-- ACTION ITEM --
Type out the entries again, matching each one exactly.

-- EXTRACTED DATA --
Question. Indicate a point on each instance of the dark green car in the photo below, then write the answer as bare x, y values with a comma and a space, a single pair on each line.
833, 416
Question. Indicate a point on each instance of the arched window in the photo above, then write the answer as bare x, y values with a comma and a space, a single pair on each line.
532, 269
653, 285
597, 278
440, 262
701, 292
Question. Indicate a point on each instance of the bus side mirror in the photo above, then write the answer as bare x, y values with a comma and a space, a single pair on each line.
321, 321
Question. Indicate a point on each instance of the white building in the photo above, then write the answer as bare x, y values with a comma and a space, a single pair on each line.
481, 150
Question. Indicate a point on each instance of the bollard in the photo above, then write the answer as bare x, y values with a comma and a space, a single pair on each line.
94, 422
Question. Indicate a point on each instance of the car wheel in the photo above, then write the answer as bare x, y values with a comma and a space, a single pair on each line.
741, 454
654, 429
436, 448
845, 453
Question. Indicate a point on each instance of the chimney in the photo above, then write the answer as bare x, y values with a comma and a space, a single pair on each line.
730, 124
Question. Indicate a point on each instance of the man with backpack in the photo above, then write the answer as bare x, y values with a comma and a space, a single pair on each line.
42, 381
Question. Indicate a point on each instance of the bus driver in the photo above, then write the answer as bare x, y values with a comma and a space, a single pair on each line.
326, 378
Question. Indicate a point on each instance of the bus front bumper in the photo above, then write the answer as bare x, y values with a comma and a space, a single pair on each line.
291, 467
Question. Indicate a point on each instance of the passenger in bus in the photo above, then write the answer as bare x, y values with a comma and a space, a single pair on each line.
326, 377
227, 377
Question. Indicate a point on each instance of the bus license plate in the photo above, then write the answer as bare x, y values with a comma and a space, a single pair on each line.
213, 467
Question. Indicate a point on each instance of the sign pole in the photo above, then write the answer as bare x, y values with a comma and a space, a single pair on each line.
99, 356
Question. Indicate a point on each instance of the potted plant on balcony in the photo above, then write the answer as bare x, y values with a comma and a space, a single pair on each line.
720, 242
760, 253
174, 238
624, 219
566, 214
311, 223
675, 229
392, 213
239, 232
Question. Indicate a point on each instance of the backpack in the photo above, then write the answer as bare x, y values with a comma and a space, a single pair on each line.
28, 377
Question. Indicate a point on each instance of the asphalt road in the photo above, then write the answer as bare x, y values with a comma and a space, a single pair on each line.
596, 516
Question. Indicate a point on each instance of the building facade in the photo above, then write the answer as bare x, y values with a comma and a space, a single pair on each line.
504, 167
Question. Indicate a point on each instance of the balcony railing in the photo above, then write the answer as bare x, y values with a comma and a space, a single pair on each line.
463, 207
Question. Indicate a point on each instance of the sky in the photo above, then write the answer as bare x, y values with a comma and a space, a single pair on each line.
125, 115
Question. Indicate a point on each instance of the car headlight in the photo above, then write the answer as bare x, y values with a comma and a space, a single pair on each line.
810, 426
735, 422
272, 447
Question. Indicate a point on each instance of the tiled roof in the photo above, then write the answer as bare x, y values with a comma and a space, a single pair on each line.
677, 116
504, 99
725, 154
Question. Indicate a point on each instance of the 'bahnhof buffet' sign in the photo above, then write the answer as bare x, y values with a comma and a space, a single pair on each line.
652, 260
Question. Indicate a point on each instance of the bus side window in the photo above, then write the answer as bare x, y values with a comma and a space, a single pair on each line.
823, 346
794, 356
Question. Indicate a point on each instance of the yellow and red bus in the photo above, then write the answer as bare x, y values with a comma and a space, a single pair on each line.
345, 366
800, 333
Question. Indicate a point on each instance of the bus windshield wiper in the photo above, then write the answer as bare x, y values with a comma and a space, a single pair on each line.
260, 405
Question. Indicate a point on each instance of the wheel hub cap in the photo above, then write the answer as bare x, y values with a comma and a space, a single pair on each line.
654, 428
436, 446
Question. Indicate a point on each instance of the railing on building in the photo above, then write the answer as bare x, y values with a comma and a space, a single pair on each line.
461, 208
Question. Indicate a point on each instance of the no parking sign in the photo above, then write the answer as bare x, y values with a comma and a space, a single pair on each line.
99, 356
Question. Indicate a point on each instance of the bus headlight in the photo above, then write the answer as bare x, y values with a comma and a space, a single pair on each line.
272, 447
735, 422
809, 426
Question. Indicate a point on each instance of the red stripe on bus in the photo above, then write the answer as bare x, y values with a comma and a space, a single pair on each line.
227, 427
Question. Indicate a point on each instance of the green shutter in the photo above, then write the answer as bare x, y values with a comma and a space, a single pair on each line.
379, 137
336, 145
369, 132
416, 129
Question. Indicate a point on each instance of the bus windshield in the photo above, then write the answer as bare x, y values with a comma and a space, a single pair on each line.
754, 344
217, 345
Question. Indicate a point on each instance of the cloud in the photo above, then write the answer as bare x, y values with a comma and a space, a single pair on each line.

-- ANSWER FOR THIS EXERCISE --
Question. Indicate a point on each instance of the dark green car in the photo below, then write the answer as bare x, y values with a comma and a space, a single pair on each line.
833, 416
Question. Indicate a point on each instance of the arched window in the photo above, then write the answer as bare x, y values with a comma and a space, a single pair on each line.
532, 269
653, 285
597, 278
440, 262
701, 292
Question. Indicate a point on each instance of the bus side mirror in the photo above, then write the answer as bare x, y values with a comma and a space, a single pair on each line.
321, 321
Question. Indicate a point on each instance of the white building in the photo above, then write the answer as bare x, y values with a comma and a space, a single pair on each line.
481, 150
Question. Indicate a point on each instance of the bollard in the photo above, then write the answer as bare x, y values with a comma and a space, a single pair on each line.
94, 422
Question. Indicate a point on each instance of the car wheel in the photo above, then write the answer as bare x, y values with a comma and a space, a single pair on each line.
741, 454
654, 429
436, 448
845, 453
Question. Indicate a point on each instance of the chimney in the photo above, then write the answer as bare x, y values with a comma and a space, a single pair on each line.
730, 124
Question. Indicate a point on each instance of the man with backpack in the photo above, then write the answer as bare x, y values with a comma and a space, a single pair on each line.
42, 381
Question. Indicate a point on each instance of the bus driver in the photo above, then write the answer as bare x, y values with a comma and a space, a single pair on each line.
326, 378
Question. Indicate a point on each instance of the bus front bumper in the photo above, then write the answer as bare x, y values with a comma and a space, a single pair on each line.
291, 467
Question. Indicate a point on each instance of the passenger in bus in the photo above, then write the answer as bare x, y values with a comma and a space, a single pair on each line.
326, 377
227, 377
Question. Indicate a point on each instance of the bus license plate in the photo above, then write the answer as bare x, y values with a comma and a space, a single pair on each line.
213, 467
Question. Indicate a point on each instance of the sign pole in the photo above, then write the answer as bare x, y values with a comma and a space, a single pair on each line.
99, 356
Question. Indicate a point on each instance of the potted plant on balcony in the photo above, then write the answer as bare x, y values with a comma and a space, a single pair on each line.
720, 242
760, 253
174, 238
624, 219
566, 214
311, 223
675, 229
392, 213
239, 232
Question. Indicate a point on each instance of the backpack in the photo above, then write the answer as bare x, y values with a comma and a space, a single pair on each line.
28, 377
Question. Indicate a point on each instance of the asphalt road in the photo above, then write the answer as bare x, y values with a comma and a space, a single pair on each line.
596, 516
Question. Indicate a point on each instance of the building facade in the photo above, then write the answer as bare x, y values with a comma and a space, a single pair on each line.
504, 167
Question. Indicate a point on each instance of the balcony railing in the photo above, then write the answer as bare x, y values with a comma and a space, a single pair on each line.
463, 207
Question. Indicate a point on each instance of the sky in the photo above, then write the answer as bare x, y values with a comma and a space, a single pair on each line.
125, 115
Question. Indicate a point on each instance of the car headlight in the photo above, then write the answer as bare x, y values with a comma and a space, a single pair on each line.
810, 426
735, 422
272, 447
Question. Indicate a point on each instance of the tiled roof in the photo above, then write the answer as bare x, y values with a comma and a space, a single pair on each line.
677, 116
504, 99
725, 154
Question. Indicate a point on each instance of the 'bahnhof buffet' sign in the photo above, then write the answer as bare x, y values with a comma and a space, a single pair on each line.
652, 260
Question. Indicate a point on each instance of the bus side window in the photo above, then write the answer as bare x, y values with a comma and a space, a single pair on each line.
823, 346
794, 356
Question. Indicate a point on each instance of the yellow and red bus in the photo above, then write the answer as bare x, y values with a comma and a space, a single pair on each line.
345, 366
800, 333
Question. Indicate a point on each instance of the bus windshield wiper in the photo above, then write the answer as bare x, y values with a comma and a space, a single pair on each line.
260, 405
Question. Indicate a point on each instance of the wheel hub cap in the photo above, then write the answer as bare x, y values with a comma and a space, a single pair on each line.
654, 428
436, 446
Question. Indicate a point on each instance of the railing on building in the photo above, then write the answer as bare x, y values with a comma and a space, a single pair on each line.
461, 208
Question. Indicate a point on each instance of the no parking sign in the photo above, then write the answer as bare x, y values with a comma and a space, a single pair on each line.
99, 356
Question. Indicate a point on each instance of the bus headlight in the photo above, then write the answer as bare x, y values with a comma and a space, a single pair on each line.
272, 447
735, 422
809, 426
Question. Indicate a point on each instance of the red stripe on bus in the photo above, then write the answer as bare x, y values with a comma and a space, a single pair on each line.
227, 427
Question. Indicate a point on each instance of the green shutter in the photo above, then write the answer as bare x, y values with a comma and a space, a single pair on each line.
379, 137
336, 145
369, 132
416, 129
Question. Indicate a point on each instance of the bus windshield in the photo above, then write the answer as bare x, y values with a comma and a space, a single pair on each line.
754, 344
217, 345
Question. Indicate a point on each instance of the cloud in the photo above, then write the answer as bare x, y values with a comma and a space, a single pair on each line.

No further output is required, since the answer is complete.